> **Job**
Write out all of the data below word for word, keeping every line unchanged.

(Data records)
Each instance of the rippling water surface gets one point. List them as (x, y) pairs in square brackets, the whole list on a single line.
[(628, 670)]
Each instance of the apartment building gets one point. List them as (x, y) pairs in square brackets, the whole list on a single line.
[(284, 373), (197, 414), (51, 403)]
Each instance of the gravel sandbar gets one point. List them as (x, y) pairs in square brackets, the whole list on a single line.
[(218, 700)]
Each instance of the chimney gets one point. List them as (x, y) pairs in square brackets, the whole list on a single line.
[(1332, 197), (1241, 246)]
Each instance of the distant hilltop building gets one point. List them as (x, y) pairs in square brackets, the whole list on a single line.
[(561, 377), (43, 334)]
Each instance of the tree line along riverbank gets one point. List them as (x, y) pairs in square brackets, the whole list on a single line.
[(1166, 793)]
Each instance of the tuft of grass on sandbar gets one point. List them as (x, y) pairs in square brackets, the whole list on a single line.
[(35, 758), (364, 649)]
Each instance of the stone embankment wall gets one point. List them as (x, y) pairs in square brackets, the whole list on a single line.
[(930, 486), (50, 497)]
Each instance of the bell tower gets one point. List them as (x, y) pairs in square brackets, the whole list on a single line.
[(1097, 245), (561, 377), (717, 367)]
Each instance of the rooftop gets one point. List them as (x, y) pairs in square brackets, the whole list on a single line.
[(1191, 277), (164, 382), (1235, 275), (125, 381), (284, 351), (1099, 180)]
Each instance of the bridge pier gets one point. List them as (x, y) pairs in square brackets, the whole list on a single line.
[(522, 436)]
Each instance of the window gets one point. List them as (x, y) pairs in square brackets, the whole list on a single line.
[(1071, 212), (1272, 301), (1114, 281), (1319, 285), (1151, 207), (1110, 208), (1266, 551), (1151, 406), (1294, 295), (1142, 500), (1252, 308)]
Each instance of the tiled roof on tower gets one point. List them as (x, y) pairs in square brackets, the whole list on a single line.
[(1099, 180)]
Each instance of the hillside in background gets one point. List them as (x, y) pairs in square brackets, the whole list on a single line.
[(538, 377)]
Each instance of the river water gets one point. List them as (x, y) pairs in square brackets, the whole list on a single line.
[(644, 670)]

> **Correct result**
Each instance of the rippling water surface gets one point. List them as (x, y) pairs in square brackets, the whole list on a single line.
[(628, 670)]
Each instance of the apartment building gets one point. List them as (x, y) pairs in square brackets, the whole list on a single line.
[(284, 373), (197, 414), (51, 403)]
Each instance of the gravel sandbar gets one point. List them as (x, y) pairs in square brackets, the whole list on a single line.
[(218, 700)]
Each instance of the chimney gets one point. List them as (x, y) pairs in square brackets, the whole list on a single line.
[(1332, 197), (1241, 246)]
Each instance of the distant hilltop building gets one point. List them as (x, y) pairs in square brackets, the whole list on a single line.
[(561, 377), (43, 334)]
Each instance of the tree line along riverbank gets one point. List them as (x, y) pairs in square brackets, the whole list on a single line.
[(1166, 793)]
Each instance of the tuft of grass on sandbar gets one point. List them as (x, y) pairs in square brackets, the whole list on a single line.
[(35, 758), (364, 649)]
Each instance of the stone embankment wall gets one point. List them as (x, y) pairs in square brackets, the whole list on a single line.
[(930, 486), (50, 497)]
Each instance of the bell tower gets one point. List them as (x, y) pairs in square brackets, the whole list on a single line.
[(1097, 245), (561, 377), (717, 367)]
Each instance of the rooftop gets one point. List them as (x, y) pairs in square brackets, the whole list on a single line.
[(1191, 277), (164, 382), (1235, 275), (125, 381), (284, 351), (1099, 180)]
Each instance of the bridge pier gets one point. List them as (x, y) pairs in square brackets, the whole list on a single line.
[(522, 436)]
Each instance of the window gets one point. List them as (x, y) pairs in square brackets, the whole list on a single line.
[(1071, 212), (1272, 301), (1114, 281), (1319, 285), (1151, 207), (1110, 208), (1266, 551), (1151, 406), (1294, 295), (1142, 500), (1252, 308)]
Each instance of the tiled roof on tower gets one point. List them as (x, y) pairs in square brackets, the whole list on a single line.
[(1099, 180)]
Each instance of the hillside in background gets one point. List them as (x, y) pairs in square brackets, the whole list on a single line.
[(538, 377)]
Each instance of the river water gets one point. List them as (x, y) pairs in square brackets, the whole list on a single line.
[(644, 670)]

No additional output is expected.